AI Zone Admin Forum Add your forum

NEWS: Chatbots.org survey on 3000 US and UK consumers shows it is time for chatbot integration in customer service!read more..

Simple Knowledge Base Interface
 
 

Someone mentioned tapping into Wikipedia as a Knowledge base here a while back and I lost track of the thread, so Im going to post this here. Its general enough to warrant a new thread I think. RICH taps into many different online KB’s as well as having the ability to read webpages and use Internet searches, and of all these interfaces,  the simplest interface that I have found is Duck Duck. The XML return is simple and the JSON is even better. There is no special formatting for queries and the API is open. (at least for now.)
the following query

http://api.duckduckgo.com?q=keith+richards&format=json

demonstrates the interface. switch format=xml to see the xml output

If I ask an AI “who is Keith Richards”, and it returns a 3 paragraph dissertation including the history of British rock, I can be fairly certain that this is a machine. Logic in RICH creates an abstract in order to make the answer more compatible with taught responses.

Duck Duck does this for you.  Basically they do what a lot of the other code in RICH does (Who knew LOL)

◆ **EXERCISE INSTRUCTIONS**
1) In the forum post about using Duck Duck as a knowledge base, which output format does the author rate as even better than the XML return?
2) Extend the forum post about using Duck Duck as a knowledge base, carrying on from its final sentence.

◆ **EXTRACTED ENTRIES**

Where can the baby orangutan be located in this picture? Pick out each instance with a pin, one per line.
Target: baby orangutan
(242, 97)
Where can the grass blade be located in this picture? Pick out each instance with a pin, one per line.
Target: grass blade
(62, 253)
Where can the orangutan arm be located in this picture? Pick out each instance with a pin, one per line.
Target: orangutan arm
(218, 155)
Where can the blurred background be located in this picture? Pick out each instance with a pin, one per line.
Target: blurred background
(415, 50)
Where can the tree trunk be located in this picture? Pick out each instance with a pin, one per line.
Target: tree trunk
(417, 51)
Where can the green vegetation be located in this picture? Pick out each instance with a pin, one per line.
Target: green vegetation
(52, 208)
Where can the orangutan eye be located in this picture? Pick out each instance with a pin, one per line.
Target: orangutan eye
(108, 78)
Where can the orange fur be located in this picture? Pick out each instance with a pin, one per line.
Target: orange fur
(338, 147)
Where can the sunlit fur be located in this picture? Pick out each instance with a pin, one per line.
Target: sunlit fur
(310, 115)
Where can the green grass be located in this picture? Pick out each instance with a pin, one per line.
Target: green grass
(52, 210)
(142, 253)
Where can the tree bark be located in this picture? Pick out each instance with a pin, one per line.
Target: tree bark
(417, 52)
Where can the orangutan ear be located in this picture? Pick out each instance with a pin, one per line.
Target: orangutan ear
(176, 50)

--

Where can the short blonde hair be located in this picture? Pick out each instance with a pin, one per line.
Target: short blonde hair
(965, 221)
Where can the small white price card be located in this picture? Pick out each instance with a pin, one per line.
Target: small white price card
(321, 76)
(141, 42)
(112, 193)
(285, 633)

◆ **ANSWERS FOR THE EXERCISE**
1) JSON

2)
The interface resuirements are so basic that even novice coders should be able to tap in, but anyone who needs code written let me know and Ill throw a simple class together and put it up.

 

 
  [ # 1 ]

> http://www.meta-guide.com/home/application-programming-interfaces

Web APIs, I love web APIs.  I use Yahoo! Pipes for all web APIs.  When I have a decent dialog system web API available, I don’t have any trouble integrating it with Pipes.  Your most basic knowledgebase format is a text file, which can be saved as CSV.  Your next most basic format is any spreadsheet.  Pipes is great because it has a CSV module to integrate virtually any spreadsheet, hosted on Google Drive for instance.  Unfortunately, Yahoo! Pipes chokes on large and complex integrations; so, lately I’ve been looking into iPaaS (integration Platform as a Service), though have yet to find just what I’m looking for….

> http://www.meta-guide.com/home/ipaas-integration-paas

See also AI Middleware:

> http://www.meta-guide.com/home/artificial-intelligence-middleware

 

 
  [ # 2 ]

Vince, I altered the URL that you posted because the forum software here doesn’t like spaces, and as a result broke your link. It’s all better now, though. smile

 

 
  [ # 3 ]
Dave Morton - Oct 17, 2012:

Vince, I altered the URL that you posted because the forum software here doesn’t like spaces, and as a result broke your link. It’s all better now, though. smile

Thanks Dave

 

 
  [ # 4 ]

I am currently building a data miner, and have considered tying into some of the exhaustive resources that already exist, and I certianly will at some point. Prior to doing so, however, I need a grammar parser that can deal with what it finds. Different resources are good for different things, right? I mean, a knowldge base like wikipedia is formatted paragraph style, and difficult to granularize, whereas something like Duck Duck sounds more componentially categorical.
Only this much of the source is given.